◆ **Supplied material**
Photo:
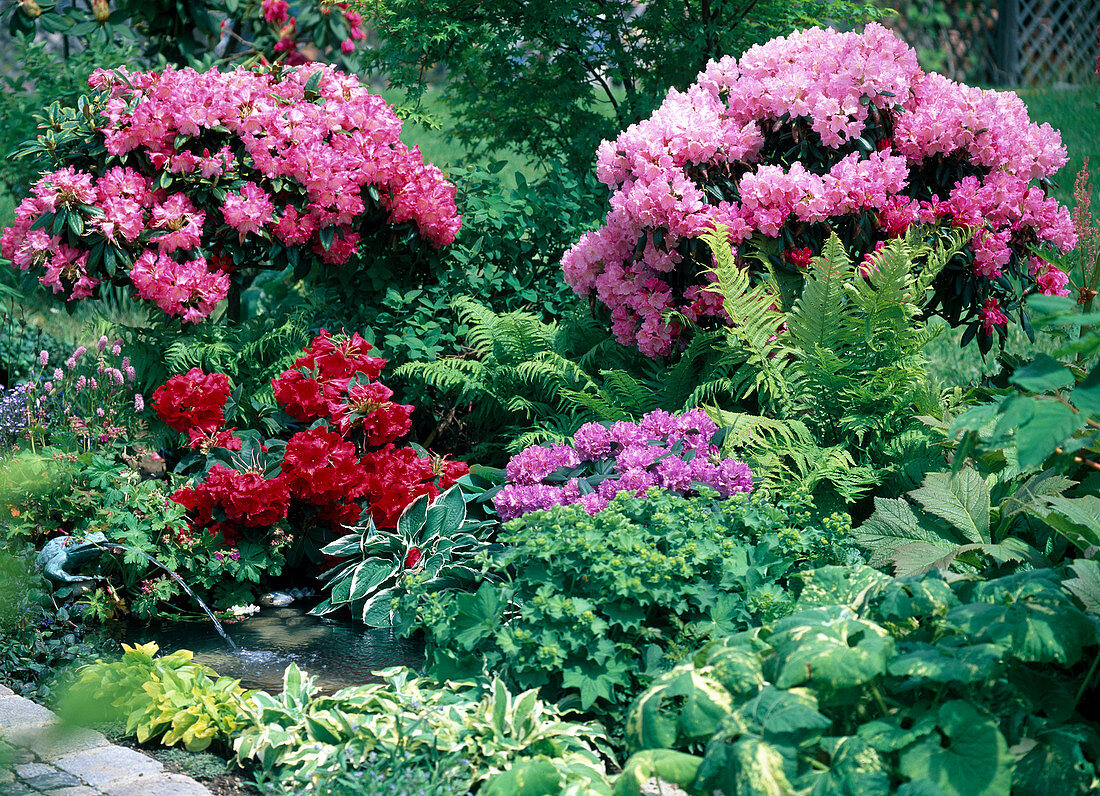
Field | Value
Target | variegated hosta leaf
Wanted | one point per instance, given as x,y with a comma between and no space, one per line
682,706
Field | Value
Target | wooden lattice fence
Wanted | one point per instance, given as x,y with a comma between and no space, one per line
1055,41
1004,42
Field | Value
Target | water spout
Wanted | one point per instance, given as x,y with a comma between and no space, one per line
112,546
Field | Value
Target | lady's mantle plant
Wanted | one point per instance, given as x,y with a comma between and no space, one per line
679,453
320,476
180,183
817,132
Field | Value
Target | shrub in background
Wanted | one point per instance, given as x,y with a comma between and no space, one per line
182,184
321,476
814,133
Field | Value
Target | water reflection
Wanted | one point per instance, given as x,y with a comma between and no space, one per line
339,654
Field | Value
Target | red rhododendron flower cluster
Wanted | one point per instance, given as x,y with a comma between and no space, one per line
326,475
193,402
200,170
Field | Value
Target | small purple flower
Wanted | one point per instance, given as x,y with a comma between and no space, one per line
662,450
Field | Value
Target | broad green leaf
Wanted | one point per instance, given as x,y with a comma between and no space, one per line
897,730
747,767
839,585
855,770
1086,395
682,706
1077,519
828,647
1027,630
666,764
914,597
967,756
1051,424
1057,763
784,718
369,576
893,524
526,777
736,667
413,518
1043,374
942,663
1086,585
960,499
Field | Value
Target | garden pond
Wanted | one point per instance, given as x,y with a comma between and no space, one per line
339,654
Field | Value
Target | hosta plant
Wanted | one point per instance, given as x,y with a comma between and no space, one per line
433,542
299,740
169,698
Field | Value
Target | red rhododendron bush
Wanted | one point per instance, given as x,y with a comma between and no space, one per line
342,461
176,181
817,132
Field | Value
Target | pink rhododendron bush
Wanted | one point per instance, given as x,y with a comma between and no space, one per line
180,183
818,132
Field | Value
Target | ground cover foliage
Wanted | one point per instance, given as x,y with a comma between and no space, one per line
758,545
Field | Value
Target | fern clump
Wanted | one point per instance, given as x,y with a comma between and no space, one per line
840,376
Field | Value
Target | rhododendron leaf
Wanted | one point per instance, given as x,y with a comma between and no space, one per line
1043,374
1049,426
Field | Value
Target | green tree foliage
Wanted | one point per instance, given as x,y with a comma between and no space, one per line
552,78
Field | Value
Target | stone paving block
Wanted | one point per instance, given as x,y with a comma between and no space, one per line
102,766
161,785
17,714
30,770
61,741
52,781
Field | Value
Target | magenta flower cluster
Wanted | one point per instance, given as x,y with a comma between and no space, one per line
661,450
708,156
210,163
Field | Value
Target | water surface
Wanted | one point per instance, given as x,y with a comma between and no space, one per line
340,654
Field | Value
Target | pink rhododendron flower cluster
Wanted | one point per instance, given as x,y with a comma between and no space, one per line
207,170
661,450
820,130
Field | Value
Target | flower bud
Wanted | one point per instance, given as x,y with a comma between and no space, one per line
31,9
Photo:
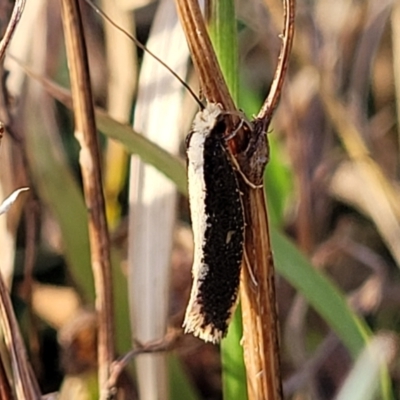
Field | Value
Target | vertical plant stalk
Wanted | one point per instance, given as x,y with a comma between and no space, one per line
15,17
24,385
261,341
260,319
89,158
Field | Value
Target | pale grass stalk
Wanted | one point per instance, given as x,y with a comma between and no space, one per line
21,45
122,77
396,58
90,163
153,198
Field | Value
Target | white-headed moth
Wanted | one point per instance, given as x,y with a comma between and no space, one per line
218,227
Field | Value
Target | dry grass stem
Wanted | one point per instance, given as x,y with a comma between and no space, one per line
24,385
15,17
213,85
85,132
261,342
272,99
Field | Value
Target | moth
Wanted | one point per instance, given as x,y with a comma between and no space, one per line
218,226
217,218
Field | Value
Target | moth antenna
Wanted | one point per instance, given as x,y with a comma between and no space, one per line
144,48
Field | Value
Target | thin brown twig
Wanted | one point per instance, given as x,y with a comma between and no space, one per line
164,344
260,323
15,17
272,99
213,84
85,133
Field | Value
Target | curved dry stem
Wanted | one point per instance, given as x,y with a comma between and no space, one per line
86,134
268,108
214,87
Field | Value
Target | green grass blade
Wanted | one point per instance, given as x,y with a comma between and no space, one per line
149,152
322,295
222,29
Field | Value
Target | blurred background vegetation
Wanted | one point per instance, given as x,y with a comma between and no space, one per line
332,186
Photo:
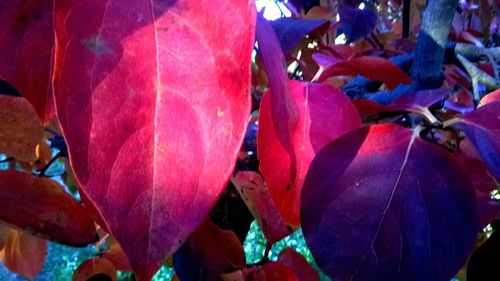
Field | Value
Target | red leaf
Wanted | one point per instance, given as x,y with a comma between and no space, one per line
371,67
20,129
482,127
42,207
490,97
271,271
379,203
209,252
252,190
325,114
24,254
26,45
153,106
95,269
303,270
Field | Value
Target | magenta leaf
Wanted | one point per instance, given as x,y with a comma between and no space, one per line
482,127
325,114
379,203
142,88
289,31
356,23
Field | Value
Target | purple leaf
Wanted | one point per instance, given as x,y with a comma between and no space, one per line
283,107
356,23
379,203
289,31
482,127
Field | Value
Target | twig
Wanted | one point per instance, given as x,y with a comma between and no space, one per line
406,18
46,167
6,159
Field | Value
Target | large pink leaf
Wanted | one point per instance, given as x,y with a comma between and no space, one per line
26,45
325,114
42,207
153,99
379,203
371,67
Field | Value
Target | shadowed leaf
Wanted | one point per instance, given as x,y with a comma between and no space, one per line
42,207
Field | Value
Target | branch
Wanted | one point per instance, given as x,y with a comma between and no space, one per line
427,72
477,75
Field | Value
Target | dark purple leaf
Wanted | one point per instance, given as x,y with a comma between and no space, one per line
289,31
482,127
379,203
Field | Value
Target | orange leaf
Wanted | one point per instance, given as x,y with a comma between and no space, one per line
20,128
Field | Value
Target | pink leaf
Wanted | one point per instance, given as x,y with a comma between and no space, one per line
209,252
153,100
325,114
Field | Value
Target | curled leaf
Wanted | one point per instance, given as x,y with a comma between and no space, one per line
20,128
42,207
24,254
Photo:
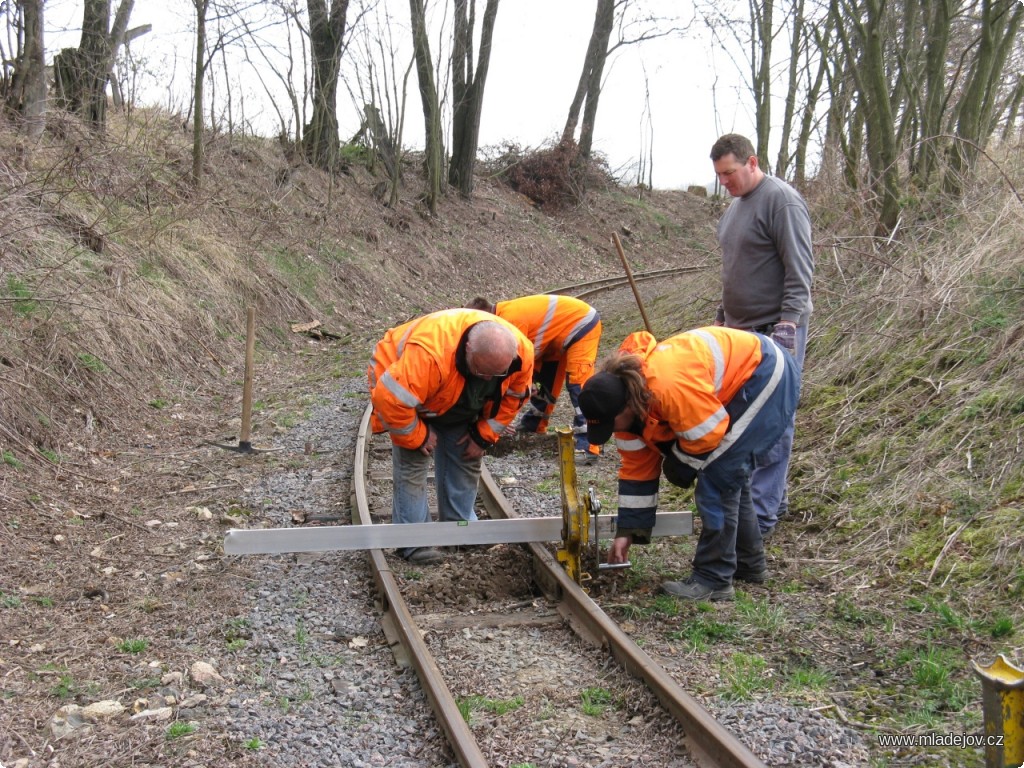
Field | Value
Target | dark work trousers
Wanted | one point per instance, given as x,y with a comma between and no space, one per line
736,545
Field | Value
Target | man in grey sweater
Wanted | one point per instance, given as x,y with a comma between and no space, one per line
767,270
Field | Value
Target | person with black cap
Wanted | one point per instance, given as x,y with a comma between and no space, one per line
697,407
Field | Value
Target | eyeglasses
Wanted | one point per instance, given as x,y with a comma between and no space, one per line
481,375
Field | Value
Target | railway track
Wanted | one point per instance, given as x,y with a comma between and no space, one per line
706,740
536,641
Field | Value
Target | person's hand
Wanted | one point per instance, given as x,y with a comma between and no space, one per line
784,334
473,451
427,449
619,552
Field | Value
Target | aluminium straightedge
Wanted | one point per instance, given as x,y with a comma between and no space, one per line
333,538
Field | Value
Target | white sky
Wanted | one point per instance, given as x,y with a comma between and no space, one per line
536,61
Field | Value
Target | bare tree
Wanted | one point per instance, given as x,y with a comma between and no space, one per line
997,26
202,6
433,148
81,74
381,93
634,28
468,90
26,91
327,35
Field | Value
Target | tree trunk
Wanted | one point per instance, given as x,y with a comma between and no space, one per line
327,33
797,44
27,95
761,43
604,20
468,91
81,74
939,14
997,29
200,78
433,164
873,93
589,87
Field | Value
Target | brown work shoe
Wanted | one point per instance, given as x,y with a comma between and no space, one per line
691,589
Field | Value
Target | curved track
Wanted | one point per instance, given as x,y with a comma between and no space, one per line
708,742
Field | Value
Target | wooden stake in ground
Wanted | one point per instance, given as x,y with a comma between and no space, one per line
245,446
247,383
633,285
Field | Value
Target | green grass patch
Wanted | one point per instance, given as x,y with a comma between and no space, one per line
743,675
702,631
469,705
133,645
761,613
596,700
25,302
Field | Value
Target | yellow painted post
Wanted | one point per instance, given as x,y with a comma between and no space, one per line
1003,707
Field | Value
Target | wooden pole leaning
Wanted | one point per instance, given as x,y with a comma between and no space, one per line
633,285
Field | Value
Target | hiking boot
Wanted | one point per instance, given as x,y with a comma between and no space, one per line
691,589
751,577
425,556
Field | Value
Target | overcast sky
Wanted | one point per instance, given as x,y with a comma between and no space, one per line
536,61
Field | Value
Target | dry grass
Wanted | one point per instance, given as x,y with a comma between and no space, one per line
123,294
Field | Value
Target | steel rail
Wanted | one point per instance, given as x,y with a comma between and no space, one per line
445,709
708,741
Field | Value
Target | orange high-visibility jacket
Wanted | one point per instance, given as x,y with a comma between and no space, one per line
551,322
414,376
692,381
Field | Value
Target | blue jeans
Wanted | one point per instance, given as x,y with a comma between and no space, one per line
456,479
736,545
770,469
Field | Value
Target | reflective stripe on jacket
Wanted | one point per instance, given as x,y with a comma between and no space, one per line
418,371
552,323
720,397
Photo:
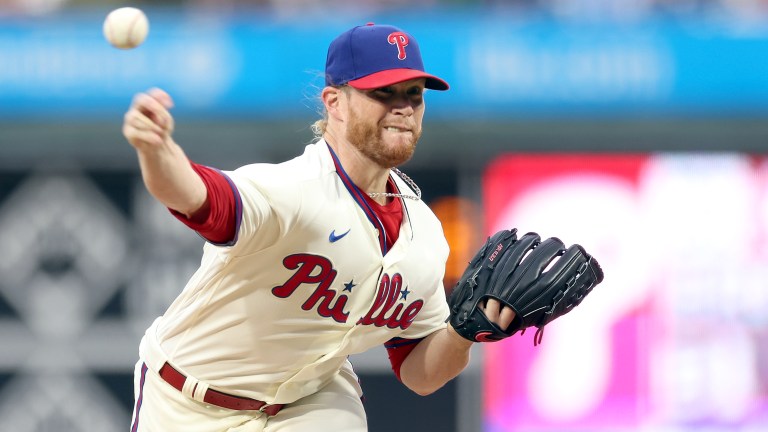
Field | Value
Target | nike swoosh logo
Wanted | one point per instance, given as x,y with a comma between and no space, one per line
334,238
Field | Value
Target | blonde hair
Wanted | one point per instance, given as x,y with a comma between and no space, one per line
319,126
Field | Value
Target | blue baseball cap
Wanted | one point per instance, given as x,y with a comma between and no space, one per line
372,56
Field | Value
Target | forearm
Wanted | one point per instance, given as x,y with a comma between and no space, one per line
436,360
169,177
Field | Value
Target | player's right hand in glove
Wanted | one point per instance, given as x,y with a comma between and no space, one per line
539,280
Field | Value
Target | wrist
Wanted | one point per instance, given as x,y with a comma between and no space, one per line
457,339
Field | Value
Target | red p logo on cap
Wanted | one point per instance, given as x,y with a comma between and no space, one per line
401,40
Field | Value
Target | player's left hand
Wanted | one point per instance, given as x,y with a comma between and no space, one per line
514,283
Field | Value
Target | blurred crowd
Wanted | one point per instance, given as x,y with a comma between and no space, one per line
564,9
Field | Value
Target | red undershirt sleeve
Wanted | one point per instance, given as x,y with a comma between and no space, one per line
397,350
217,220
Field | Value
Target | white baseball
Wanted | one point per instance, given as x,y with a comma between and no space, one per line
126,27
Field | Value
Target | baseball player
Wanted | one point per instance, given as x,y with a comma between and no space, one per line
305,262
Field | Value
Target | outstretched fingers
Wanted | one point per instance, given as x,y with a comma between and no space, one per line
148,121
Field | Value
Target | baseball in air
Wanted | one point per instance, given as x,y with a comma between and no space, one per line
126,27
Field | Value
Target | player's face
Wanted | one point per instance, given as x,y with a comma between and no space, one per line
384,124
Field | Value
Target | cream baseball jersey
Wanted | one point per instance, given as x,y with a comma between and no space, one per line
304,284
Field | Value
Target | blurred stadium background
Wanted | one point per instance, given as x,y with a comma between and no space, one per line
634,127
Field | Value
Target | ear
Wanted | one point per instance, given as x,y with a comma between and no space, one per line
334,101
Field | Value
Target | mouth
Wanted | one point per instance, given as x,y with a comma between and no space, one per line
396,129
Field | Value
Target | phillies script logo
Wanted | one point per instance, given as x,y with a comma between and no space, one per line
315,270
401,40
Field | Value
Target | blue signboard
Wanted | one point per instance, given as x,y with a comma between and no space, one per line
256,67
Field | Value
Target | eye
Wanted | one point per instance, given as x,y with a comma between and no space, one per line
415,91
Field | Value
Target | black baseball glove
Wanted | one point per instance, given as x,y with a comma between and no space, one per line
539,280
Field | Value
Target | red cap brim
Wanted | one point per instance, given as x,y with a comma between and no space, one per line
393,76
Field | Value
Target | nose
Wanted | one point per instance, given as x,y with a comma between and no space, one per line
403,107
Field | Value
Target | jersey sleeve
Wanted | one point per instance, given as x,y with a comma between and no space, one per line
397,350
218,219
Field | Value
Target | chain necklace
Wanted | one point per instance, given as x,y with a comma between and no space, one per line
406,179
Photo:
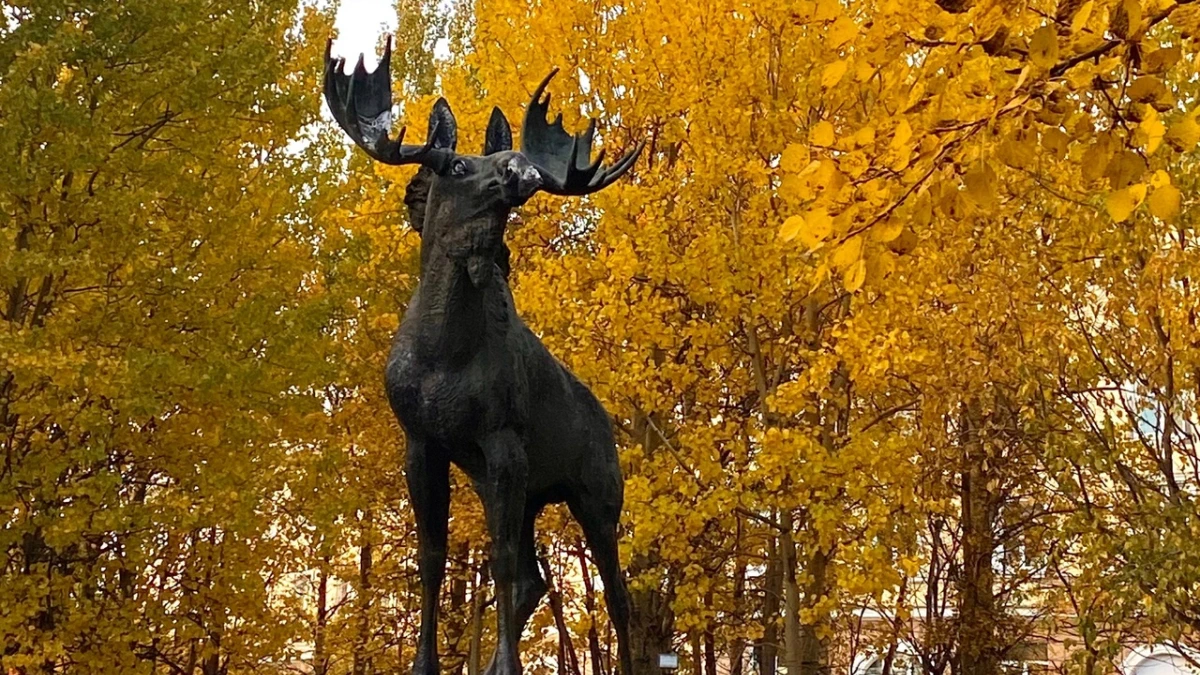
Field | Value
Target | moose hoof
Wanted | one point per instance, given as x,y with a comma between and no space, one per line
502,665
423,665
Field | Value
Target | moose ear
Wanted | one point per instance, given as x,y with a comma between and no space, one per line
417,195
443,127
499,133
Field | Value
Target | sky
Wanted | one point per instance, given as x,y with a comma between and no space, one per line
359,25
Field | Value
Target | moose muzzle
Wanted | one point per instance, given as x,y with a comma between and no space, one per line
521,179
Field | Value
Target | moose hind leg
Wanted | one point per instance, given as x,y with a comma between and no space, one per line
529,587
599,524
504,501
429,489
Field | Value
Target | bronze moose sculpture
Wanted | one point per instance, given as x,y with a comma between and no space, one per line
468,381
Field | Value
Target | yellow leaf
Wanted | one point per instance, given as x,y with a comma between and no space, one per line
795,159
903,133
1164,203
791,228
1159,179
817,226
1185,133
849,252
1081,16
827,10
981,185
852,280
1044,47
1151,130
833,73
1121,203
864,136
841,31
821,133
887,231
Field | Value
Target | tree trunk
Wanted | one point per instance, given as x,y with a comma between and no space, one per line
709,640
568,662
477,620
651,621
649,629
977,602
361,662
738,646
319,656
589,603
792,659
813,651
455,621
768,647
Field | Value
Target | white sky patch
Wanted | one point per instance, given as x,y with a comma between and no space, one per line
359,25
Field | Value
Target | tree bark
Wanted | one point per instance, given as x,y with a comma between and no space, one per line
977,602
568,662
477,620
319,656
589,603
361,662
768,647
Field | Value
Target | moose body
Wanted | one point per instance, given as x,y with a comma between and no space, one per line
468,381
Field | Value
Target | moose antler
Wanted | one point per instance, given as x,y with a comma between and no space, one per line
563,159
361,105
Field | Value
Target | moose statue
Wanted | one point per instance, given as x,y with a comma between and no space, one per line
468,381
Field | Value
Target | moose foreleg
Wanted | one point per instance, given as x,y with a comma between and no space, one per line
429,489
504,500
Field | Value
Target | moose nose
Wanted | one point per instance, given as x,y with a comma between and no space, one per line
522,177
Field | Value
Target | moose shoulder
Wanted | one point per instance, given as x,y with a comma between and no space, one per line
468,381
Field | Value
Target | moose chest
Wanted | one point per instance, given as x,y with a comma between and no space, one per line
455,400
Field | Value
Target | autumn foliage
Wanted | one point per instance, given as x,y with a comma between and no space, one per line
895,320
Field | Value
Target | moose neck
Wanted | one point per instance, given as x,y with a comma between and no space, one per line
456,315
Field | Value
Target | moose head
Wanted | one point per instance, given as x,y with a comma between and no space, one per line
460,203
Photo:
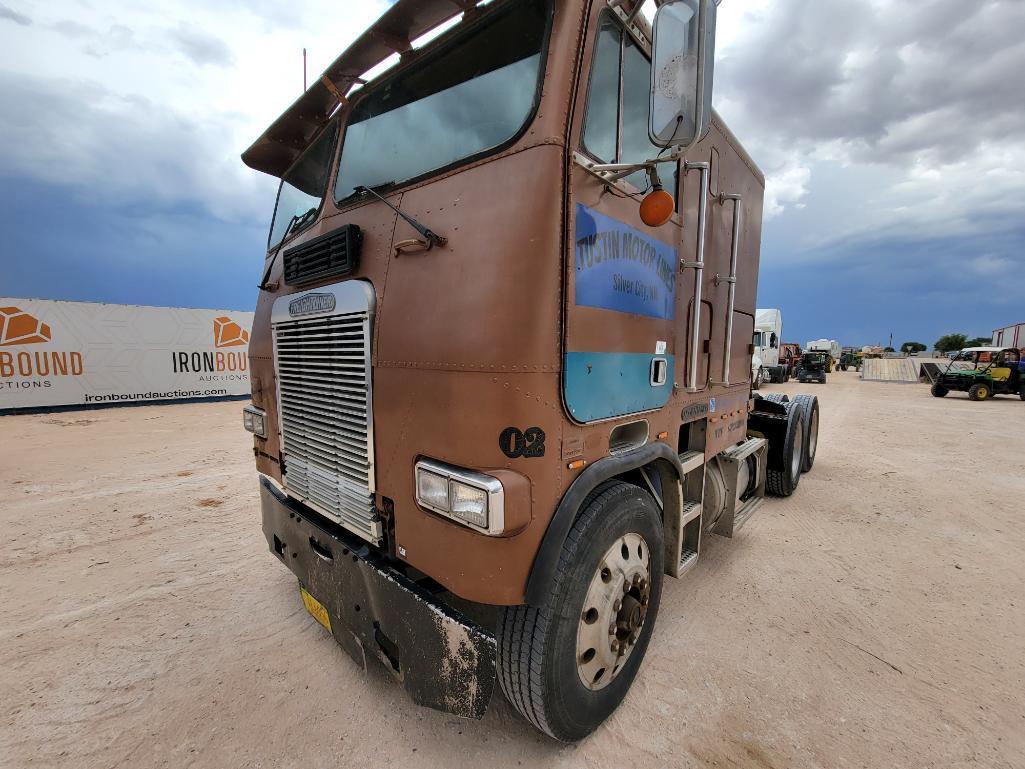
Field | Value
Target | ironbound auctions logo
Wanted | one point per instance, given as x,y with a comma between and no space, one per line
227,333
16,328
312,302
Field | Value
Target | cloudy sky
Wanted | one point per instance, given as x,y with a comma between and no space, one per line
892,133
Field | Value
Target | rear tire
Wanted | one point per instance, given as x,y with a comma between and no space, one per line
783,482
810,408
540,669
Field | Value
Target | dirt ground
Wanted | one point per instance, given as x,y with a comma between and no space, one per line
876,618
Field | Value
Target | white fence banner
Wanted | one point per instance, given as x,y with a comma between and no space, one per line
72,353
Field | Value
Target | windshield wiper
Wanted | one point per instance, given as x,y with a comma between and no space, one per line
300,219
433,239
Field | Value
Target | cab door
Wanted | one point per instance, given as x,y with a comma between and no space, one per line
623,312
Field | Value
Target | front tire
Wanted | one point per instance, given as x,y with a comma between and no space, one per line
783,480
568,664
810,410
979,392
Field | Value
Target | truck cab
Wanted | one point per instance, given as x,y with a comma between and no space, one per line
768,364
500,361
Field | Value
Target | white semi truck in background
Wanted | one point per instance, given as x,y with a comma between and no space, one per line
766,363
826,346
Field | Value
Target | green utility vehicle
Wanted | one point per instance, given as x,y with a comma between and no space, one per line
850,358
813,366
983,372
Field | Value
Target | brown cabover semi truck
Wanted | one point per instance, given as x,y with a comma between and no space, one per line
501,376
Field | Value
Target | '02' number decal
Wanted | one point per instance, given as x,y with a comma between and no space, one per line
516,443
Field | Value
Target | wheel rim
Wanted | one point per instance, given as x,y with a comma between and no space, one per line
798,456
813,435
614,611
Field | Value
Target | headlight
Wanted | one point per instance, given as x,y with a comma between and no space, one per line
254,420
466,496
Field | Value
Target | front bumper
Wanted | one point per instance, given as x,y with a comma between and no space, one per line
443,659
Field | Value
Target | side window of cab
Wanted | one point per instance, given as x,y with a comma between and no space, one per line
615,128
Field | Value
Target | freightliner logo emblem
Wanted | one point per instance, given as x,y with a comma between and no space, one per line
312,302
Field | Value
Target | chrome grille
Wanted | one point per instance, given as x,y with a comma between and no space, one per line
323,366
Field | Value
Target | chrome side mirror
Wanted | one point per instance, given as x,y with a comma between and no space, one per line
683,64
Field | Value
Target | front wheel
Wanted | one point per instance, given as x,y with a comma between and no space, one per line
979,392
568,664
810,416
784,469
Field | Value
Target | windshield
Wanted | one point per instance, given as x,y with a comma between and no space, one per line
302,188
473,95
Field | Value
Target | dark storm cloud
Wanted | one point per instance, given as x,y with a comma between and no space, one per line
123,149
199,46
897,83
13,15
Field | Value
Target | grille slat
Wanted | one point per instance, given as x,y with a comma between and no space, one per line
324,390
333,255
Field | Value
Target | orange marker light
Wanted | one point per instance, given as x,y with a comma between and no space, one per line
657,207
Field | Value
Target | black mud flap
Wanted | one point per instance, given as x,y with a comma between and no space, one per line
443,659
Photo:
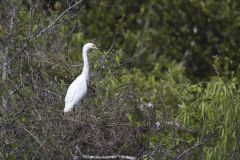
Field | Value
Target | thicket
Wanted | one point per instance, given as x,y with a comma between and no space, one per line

◆ **The problem**
Return every line of the items above that contains the word "flower", matching case exactly.

◆ **Solution below**
Target | red rhododendron flower cluster
Target | small purple flower
Target | magenta flower cluster
Target | pink rhododendron flower cluster
Target | flower bud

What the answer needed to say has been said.